# Records for the task
====================

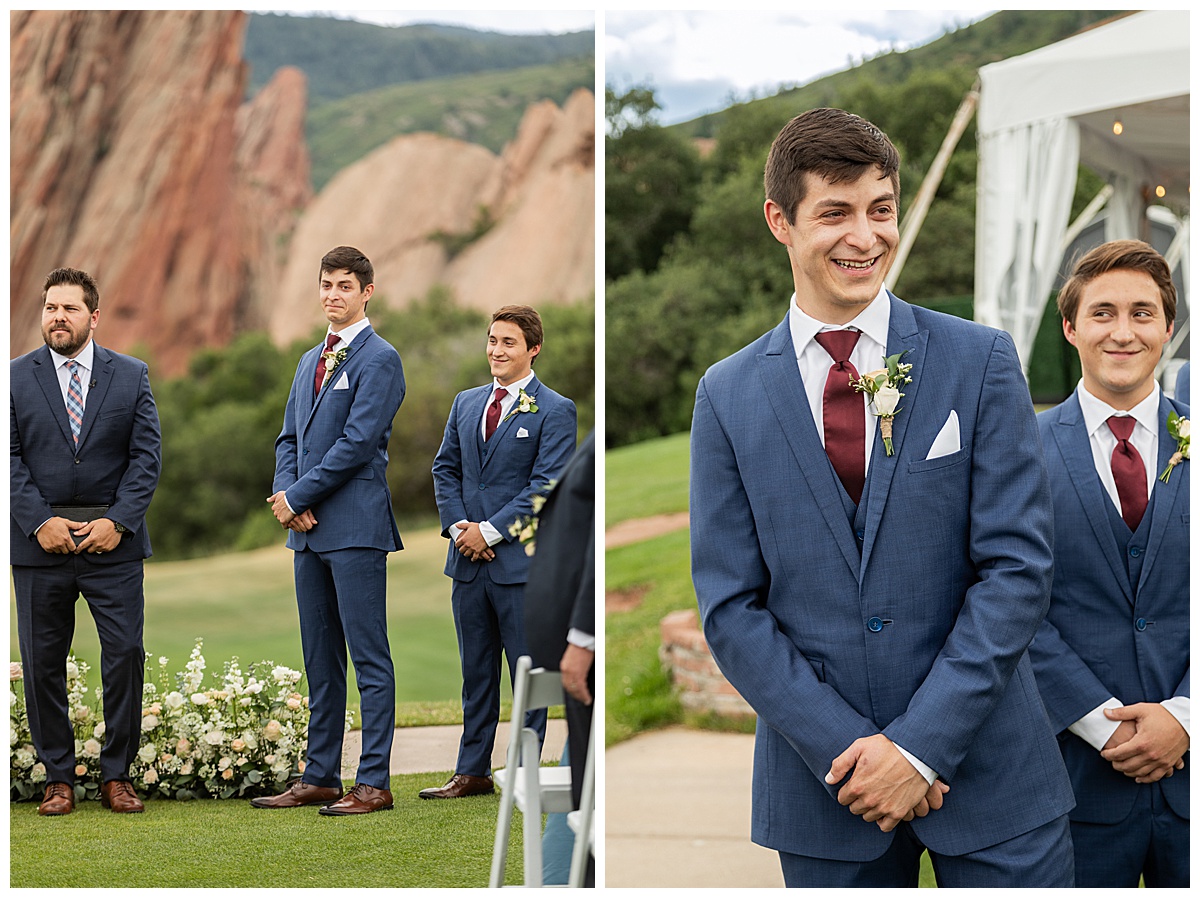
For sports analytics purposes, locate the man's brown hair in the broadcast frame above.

====================

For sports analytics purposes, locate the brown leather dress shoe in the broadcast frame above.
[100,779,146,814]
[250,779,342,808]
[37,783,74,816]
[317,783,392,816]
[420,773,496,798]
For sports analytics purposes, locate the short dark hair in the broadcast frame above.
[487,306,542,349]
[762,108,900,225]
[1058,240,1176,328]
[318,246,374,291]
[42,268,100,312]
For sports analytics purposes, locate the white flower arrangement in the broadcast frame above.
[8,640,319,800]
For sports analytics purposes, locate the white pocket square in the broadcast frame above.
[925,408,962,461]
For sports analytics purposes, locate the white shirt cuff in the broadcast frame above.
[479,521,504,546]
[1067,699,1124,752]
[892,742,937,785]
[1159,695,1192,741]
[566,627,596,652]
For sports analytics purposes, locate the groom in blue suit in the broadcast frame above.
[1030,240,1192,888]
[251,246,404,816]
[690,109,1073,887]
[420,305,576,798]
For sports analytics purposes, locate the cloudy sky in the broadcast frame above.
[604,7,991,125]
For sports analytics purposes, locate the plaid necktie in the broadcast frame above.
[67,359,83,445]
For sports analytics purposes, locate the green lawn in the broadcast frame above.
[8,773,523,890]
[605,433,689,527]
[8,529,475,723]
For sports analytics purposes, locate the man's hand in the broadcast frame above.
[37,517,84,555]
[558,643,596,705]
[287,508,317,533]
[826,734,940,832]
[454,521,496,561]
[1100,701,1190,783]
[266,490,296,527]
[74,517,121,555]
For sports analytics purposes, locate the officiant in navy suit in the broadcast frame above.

====================

# Your objective
Render the material as a JSON list of strings, one string per line and no blank lines, starting at the line that contains "For sports analytics purposes, locate the white shirt" and ending at the line that contains "[74,517,121,555]", with both of those lines included.

# Solution for this exercise
[
  "For sports analytics purposes, locate the white shirt cuff in the broadcast frame above.",
  "[479,521,504,546]",
  "[1067,699,1124,752]",
  "[892,742,937,785]",
  "[1159,695,1192,741]",
  "[566,627,596,652]",
  "For sports analytics purposes, locate the groom in blue suit in the broadcast frame above.",
  "[1030,240,1192,888]",
  "[251,246,404,816]",
  "[690,109,1073,887]",
  "[420,305,576,798]",
  "For sports analytics purposes, locate the cloudy sky in the broadcast frame above.",
  "[604,7,991,125]",
  "For sports analytics purposes, locate the plaid necktie in the broadcast frame above.",
  "[67,359,83,445]",
  "For sports analytics purposes, locate the green lawn in the broadcast frame above.",
  "[8,773,523,890]",
  "[605,433,689,527]",
  "[8,529,475,723]",
  "For sports analytics purposes, locate the man's hand in the broadcast frame above.",
  "[37,517,84,555]",
  "[558,643,596,705]",
  "[287,508,317,533]",
  "[826,734,940,832]",
  "[454,521,496,561]",
  "[1100,701,1190,783]",
  "[266,490,296,527]",
  "[74,517,121,555]"
]